Material for this task >>

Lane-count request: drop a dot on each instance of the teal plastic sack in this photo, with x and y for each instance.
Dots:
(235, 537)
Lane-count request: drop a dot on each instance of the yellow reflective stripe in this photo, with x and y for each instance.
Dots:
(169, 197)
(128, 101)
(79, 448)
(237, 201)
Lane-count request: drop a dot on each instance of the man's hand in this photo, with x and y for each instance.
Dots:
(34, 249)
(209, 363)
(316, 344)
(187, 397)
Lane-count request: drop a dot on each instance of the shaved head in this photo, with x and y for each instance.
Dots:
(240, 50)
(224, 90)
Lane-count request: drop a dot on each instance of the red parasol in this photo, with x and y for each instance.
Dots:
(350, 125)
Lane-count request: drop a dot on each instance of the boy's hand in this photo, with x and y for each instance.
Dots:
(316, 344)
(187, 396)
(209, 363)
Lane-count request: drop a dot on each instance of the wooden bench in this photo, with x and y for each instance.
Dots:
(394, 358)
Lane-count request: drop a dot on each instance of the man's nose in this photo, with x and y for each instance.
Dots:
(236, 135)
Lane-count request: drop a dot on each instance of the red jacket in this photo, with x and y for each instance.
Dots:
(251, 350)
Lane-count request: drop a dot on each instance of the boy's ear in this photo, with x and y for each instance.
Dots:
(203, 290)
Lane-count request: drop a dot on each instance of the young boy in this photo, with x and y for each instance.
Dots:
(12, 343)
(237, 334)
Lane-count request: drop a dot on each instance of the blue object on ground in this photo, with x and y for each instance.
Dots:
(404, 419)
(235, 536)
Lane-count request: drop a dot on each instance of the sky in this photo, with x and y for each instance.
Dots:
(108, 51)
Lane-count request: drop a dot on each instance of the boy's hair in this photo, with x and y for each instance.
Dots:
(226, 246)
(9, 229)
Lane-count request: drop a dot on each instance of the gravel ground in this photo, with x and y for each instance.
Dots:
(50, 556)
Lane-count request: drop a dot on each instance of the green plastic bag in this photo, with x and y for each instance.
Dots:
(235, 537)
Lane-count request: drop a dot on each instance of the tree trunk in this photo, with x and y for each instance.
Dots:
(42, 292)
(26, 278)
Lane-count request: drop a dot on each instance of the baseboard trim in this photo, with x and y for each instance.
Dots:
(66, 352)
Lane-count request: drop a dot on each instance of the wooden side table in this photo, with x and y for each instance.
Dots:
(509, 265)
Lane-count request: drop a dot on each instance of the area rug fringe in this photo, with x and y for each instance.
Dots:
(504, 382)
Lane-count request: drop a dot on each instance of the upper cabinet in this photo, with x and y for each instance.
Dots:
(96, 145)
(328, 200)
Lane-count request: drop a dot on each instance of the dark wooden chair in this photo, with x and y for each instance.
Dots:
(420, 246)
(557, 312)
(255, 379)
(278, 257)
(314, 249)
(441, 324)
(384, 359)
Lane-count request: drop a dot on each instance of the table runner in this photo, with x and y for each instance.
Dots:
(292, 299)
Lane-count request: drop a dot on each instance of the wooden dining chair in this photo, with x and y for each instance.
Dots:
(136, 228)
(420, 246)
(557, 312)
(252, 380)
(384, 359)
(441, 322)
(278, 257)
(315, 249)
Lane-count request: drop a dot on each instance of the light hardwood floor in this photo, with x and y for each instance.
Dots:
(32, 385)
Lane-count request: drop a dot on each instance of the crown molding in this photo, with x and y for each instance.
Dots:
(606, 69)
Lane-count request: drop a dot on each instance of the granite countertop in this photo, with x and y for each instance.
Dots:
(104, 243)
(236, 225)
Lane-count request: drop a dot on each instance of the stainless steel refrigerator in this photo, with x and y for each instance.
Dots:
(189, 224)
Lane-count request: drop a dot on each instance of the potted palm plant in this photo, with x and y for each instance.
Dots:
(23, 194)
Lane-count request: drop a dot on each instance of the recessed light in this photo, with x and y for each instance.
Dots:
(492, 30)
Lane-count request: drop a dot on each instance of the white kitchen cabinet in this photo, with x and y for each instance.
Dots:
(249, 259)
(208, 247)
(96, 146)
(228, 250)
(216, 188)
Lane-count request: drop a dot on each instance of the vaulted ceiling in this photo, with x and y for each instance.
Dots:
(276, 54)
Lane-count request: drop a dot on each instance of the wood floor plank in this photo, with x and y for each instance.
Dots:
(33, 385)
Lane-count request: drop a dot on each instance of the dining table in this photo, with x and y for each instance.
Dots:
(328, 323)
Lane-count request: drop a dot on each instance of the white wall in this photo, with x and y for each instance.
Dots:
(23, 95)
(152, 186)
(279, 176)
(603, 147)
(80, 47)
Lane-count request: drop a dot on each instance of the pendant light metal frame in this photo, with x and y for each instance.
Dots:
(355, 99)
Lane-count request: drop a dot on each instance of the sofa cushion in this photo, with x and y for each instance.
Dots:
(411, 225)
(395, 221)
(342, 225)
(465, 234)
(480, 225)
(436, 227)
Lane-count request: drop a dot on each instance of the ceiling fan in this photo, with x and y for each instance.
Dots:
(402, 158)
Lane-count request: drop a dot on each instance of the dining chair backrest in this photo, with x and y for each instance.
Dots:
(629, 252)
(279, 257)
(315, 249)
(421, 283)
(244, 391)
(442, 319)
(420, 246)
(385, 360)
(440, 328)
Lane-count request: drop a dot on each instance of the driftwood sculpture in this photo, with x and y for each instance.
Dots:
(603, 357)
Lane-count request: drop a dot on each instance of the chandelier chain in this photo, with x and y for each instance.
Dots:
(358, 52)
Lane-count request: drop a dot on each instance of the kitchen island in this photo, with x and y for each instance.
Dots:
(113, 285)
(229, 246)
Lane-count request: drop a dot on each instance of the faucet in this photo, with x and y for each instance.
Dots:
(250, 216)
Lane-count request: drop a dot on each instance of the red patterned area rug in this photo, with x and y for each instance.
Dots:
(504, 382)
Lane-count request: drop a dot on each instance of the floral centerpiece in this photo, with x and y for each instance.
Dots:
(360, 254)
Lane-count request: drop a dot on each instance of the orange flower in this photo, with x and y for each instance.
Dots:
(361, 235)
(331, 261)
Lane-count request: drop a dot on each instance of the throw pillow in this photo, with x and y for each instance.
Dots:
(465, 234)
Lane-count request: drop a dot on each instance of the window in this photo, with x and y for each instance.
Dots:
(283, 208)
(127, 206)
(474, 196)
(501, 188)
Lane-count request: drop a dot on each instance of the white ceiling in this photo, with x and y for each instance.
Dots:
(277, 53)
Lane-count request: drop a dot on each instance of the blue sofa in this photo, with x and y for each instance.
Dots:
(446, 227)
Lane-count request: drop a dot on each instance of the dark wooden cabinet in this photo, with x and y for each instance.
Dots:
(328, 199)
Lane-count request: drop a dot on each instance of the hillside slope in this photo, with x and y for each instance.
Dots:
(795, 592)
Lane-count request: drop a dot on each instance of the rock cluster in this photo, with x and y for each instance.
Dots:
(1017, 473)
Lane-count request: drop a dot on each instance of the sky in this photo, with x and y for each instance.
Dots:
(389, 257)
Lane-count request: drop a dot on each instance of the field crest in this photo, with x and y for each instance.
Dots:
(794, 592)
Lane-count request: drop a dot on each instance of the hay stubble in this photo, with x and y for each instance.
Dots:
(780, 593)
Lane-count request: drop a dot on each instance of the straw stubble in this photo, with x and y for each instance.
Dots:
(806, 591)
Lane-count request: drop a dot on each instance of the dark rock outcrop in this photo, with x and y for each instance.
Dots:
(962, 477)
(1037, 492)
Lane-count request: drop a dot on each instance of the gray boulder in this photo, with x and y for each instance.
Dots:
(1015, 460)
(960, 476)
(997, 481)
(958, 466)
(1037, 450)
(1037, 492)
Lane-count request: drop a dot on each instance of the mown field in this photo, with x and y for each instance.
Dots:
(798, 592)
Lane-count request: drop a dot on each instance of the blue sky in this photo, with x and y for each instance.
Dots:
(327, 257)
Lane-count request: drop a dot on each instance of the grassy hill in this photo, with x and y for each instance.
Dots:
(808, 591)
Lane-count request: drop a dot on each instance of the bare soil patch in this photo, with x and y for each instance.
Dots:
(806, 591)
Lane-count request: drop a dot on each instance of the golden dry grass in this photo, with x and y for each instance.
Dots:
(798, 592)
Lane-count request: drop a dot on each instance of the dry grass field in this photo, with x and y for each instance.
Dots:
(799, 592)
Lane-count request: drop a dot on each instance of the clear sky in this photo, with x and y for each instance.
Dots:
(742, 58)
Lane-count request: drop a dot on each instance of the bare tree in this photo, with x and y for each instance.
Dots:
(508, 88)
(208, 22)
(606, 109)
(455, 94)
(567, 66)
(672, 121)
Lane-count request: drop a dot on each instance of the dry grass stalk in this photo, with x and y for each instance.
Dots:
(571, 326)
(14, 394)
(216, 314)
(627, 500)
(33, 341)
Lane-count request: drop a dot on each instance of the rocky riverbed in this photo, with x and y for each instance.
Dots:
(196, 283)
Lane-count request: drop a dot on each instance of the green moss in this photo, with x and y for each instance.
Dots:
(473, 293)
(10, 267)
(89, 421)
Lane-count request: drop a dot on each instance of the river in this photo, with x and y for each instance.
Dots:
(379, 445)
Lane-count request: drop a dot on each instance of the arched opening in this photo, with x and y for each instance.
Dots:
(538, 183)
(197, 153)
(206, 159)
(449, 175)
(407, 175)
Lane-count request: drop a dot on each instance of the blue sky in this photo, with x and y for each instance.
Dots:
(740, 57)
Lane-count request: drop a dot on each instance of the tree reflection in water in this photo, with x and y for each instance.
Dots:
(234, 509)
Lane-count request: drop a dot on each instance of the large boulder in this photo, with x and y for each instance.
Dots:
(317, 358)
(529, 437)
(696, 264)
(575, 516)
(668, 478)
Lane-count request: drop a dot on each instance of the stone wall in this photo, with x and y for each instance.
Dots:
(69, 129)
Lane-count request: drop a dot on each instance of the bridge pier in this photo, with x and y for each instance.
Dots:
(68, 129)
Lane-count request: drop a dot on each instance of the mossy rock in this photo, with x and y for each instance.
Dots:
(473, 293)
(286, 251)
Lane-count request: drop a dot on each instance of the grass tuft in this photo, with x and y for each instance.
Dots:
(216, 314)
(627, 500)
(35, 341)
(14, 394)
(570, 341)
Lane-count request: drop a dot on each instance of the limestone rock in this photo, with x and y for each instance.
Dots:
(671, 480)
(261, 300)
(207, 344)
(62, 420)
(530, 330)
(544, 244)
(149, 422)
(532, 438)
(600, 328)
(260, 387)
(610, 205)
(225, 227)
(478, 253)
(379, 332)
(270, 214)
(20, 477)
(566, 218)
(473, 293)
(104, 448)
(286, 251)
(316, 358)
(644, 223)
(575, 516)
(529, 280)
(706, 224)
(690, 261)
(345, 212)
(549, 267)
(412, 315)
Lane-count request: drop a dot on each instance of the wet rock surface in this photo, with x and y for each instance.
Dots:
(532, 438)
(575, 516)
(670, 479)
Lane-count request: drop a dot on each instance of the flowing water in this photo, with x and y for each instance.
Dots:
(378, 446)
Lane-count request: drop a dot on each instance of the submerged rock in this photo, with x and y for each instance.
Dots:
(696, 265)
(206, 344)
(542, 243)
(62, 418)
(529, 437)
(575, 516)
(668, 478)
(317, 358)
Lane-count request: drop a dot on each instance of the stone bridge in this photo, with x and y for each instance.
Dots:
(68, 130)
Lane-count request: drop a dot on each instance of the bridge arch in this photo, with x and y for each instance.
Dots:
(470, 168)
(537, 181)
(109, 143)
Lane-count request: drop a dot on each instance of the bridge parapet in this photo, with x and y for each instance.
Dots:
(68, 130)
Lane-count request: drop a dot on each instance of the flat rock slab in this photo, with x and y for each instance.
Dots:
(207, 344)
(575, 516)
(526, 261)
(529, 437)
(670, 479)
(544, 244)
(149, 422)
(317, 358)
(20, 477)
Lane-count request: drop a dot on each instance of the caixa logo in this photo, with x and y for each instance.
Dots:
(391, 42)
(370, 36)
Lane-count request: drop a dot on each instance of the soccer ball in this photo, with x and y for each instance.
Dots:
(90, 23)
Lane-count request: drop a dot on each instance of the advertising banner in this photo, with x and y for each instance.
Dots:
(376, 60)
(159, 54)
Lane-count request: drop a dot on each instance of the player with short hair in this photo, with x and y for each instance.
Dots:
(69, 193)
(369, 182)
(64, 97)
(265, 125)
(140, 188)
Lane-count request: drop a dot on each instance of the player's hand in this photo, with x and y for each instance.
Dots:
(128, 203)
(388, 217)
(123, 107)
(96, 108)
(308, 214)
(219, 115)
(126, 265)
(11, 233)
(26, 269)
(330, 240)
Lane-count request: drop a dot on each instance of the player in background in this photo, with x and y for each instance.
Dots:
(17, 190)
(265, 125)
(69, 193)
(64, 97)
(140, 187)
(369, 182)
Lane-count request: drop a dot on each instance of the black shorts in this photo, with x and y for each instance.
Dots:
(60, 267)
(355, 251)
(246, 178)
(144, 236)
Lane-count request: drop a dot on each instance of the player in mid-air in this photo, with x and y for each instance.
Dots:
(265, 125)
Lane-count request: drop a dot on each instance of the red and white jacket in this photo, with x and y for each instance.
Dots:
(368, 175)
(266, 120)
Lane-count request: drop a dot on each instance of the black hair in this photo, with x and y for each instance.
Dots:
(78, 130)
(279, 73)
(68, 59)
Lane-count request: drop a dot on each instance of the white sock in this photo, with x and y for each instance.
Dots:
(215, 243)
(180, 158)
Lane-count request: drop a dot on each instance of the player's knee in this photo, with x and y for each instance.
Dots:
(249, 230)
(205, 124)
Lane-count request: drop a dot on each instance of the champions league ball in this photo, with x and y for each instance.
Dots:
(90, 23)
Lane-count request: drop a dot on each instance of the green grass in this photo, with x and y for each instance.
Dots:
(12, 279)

The problem >> Copy out, word for word, the part of the listing above that opens with the line containing "the black hair" and runs to the end of the listing, including both of those end lines.

Solution to this task >>
Lane-count request: drop a dot on each instance of the black hair in this photo, with x and y for each instance.
Dots:
(78, 130)
(279, 73)
(68, 59)
Lane-count request: drop a dot on each instance of the white sock in this photo, with x and y for each instance.
Dots:
(215, 243)
(180, 158)
Lane-count request: drop a dot on each instance of the player's knee in this photo, with x and y for each instance.
Dots:
(249, 230)
(205, 124)
Lane-count request: drop a dot on each instance of the champions league ball in this photo, with x and y for each instance.
Dots:
(90, 23)
Lane-count request: drop a dot on each instance of the green grass in this photo, with x and y for each instance.
Dots:
(12, 279)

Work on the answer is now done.